* _Exercise details_
Everything from the line with "Task: point: the white exterior" to the end of the data should be restated word for word, and nothing before it.

***** Task inputs

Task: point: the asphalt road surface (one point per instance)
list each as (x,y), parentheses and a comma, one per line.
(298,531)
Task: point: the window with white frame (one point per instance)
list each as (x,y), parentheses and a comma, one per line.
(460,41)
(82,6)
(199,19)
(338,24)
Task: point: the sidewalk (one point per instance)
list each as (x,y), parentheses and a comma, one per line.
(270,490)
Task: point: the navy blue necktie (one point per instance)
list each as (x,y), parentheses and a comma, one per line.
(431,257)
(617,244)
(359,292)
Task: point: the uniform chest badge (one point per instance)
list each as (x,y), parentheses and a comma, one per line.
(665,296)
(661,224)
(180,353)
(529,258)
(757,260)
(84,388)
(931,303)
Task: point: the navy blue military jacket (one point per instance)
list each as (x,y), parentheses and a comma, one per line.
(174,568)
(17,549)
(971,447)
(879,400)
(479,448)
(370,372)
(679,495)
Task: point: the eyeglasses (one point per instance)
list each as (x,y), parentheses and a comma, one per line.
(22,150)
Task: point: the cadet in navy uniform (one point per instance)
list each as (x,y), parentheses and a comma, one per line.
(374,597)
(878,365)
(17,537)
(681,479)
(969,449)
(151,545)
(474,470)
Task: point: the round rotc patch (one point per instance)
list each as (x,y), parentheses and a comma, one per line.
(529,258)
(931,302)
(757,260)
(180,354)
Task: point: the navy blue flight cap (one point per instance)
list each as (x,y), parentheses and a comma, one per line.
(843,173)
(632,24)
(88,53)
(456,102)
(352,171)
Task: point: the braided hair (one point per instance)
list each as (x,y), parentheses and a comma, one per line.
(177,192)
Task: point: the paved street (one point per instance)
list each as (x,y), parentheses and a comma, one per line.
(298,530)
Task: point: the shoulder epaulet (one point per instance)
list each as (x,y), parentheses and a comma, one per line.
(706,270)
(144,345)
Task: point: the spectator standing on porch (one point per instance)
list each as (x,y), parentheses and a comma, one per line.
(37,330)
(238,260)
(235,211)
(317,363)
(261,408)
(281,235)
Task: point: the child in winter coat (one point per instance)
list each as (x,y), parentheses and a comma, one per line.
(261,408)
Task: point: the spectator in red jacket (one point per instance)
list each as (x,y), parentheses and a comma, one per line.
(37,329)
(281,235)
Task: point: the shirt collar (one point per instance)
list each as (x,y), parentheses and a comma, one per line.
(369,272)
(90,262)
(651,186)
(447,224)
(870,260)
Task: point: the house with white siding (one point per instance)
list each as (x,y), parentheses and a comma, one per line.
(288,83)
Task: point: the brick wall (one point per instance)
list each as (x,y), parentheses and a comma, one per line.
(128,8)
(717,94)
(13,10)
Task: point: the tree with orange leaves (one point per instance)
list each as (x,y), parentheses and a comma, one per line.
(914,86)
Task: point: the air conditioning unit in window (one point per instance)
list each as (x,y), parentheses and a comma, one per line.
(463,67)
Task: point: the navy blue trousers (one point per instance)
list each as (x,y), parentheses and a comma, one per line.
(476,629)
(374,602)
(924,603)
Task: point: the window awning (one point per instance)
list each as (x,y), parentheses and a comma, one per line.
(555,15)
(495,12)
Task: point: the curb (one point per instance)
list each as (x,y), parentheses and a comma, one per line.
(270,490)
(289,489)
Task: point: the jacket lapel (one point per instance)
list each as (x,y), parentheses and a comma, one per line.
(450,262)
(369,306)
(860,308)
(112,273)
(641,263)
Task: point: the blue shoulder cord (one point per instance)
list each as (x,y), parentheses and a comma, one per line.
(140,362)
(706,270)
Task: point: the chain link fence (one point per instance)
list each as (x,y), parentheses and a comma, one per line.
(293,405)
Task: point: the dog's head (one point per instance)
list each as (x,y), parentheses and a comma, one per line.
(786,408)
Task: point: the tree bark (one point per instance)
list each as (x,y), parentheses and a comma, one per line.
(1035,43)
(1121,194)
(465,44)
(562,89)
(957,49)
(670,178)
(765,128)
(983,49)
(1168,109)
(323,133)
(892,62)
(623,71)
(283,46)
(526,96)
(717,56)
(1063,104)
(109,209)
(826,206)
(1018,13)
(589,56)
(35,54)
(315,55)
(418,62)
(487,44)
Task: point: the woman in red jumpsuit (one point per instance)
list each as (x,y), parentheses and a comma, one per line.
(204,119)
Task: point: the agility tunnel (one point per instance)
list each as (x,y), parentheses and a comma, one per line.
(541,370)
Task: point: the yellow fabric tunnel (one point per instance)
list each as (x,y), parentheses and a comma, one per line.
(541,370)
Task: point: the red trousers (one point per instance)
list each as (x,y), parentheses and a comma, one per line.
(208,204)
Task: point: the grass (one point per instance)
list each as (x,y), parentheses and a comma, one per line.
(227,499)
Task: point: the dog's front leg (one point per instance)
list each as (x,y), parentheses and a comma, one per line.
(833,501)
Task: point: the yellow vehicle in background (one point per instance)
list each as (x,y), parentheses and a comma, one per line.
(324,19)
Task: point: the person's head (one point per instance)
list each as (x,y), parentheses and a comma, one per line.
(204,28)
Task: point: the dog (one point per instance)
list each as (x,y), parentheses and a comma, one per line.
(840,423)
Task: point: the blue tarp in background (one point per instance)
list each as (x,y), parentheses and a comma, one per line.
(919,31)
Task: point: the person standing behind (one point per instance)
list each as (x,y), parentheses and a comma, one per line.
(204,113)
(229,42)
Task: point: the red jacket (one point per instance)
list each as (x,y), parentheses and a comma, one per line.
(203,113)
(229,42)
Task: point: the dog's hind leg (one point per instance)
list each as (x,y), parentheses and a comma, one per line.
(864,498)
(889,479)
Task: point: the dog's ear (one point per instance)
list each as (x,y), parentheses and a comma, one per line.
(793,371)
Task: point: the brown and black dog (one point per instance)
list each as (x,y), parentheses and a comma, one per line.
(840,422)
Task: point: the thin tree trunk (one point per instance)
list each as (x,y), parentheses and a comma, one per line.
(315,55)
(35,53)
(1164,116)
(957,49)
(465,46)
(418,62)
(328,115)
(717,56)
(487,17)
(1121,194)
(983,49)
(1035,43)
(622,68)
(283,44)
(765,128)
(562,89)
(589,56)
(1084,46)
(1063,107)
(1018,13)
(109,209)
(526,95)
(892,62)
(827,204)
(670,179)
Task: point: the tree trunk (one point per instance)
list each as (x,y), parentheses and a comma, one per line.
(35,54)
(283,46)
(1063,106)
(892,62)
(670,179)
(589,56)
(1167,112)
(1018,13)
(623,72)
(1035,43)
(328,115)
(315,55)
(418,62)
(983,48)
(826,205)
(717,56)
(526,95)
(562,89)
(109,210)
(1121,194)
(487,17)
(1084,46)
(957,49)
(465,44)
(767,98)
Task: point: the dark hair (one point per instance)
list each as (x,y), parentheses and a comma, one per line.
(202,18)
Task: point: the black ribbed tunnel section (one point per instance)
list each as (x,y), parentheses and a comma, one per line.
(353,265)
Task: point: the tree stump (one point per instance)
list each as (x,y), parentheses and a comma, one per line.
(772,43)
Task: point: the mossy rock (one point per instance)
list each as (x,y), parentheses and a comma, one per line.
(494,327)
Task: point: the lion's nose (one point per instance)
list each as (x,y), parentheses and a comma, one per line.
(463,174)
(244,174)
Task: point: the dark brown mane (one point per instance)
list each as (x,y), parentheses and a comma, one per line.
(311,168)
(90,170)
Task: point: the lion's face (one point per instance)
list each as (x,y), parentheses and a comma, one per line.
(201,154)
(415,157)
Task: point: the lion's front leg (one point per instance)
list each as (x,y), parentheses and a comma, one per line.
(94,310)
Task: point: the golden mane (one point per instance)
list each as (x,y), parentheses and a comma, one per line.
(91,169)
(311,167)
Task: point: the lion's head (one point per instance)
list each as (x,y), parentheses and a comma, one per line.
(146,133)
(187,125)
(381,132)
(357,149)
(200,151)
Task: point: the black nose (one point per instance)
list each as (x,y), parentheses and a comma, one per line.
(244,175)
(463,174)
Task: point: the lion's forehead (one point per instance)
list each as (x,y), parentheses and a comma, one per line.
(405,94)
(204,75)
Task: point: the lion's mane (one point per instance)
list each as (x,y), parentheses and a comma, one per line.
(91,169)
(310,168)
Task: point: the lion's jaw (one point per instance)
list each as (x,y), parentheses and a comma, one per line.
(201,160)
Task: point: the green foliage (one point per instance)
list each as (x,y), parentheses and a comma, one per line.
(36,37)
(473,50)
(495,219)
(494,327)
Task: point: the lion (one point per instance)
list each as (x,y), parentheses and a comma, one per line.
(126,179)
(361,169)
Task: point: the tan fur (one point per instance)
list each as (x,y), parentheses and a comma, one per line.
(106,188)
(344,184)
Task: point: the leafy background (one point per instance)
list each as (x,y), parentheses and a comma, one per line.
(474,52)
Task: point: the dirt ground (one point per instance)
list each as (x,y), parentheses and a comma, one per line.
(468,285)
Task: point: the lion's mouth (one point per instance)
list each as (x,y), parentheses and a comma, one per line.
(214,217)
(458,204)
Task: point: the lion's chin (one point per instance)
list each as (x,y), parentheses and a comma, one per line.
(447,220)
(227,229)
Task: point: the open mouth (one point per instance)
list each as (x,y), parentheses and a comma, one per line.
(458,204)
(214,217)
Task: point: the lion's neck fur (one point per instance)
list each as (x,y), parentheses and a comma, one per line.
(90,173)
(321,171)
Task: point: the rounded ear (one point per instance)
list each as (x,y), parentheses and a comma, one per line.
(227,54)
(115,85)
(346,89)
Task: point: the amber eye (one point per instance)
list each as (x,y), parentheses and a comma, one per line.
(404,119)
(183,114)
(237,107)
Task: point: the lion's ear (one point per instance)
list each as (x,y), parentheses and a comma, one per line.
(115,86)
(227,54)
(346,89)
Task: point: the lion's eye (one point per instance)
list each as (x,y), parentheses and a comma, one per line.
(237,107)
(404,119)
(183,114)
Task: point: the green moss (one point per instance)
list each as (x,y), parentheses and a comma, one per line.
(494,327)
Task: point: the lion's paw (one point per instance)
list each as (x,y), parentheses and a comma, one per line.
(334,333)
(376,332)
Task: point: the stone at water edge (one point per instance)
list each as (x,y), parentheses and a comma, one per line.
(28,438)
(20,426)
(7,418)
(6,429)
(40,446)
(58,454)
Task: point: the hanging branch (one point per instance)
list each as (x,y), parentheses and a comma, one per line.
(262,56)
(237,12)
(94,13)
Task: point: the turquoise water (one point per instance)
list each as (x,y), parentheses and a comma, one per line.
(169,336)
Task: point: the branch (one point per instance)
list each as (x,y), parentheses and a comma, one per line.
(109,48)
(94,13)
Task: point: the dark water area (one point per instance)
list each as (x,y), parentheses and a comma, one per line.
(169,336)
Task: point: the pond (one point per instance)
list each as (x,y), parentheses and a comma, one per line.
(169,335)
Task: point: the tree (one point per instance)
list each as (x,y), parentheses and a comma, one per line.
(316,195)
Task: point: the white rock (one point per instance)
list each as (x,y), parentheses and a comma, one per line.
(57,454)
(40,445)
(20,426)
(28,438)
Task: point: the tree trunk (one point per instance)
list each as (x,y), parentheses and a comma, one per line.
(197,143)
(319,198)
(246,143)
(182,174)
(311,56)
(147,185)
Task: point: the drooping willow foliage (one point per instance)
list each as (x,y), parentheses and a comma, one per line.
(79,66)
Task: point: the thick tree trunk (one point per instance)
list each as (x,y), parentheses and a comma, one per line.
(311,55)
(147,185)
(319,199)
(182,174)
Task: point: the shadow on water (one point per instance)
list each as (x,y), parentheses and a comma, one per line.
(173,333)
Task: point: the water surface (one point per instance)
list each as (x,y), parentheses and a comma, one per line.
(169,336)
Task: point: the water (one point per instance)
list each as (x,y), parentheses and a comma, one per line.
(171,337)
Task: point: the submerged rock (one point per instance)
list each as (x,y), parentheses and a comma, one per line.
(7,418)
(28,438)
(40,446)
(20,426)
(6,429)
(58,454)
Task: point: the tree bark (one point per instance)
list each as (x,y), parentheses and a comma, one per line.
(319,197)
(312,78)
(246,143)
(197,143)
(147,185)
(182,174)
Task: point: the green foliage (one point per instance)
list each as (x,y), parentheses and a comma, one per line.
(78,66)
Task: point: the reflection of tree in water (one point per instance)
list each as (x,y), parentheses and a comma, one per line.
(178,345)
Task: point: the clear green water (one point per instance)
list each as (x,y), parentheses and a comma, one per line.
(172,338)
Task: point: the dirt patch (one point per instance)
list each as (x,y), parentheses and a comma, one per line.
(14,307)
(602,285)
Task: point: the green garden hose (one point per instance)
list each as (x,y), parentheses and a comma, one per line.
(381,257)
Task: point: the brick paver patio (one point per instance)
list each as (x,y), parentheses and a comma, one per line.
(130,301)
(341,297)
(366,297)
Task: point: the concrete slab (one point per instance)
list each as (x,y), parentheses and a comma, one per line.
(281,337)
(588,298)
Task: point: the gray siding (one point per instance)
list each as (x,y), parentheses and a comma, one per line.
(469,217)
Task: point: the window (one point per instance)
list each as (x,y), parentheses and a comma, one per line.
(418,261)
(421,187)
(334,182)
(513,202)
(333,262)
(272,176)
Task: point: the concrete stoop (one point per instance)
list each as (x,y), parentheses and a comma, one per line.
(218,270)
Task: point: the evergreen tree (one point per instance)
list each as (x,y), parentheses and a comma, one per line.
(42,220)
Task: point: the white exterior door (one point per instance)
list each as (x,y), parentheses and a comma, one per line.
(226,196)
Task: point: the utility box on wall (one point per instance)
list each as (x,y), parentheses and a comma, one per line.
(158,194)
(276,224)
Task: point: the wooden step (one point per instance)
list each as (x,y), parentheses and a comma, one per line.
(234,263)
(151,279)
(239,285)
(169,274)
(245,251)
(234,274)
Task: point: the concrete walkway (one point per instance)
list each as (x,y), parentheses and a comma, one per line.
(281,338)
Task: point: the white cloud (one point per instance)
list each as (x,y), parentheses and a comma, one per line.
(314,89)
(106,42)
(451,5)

**********

* _The answer_
Task: point: the white exterior door (one point per instance)
list each as (x,y), parentheses and a comma, one per line.
(226,196)
Task: point: the utility box on wall (one point per instance)
list each as (x,y), parentheses and a comma, one per line.
(158,194)
(276,224)
Task: point: the wooden step (one point per instance)
list each as (x,y), parentheses and a comma, one per line.
(234,263)
(151,279)
(239,285)
(169,274)
(245,251)
(234,274)
Task: point: the concrete walkway (one point per instance)
list each as (x,y), parentheses and a comma, one per line.
(281,338)
Task: point: the white cloud (one point per instance)
list each as (x,y), parentheses and a comma, one per line.
(314,89)
(106,42)
(451,5)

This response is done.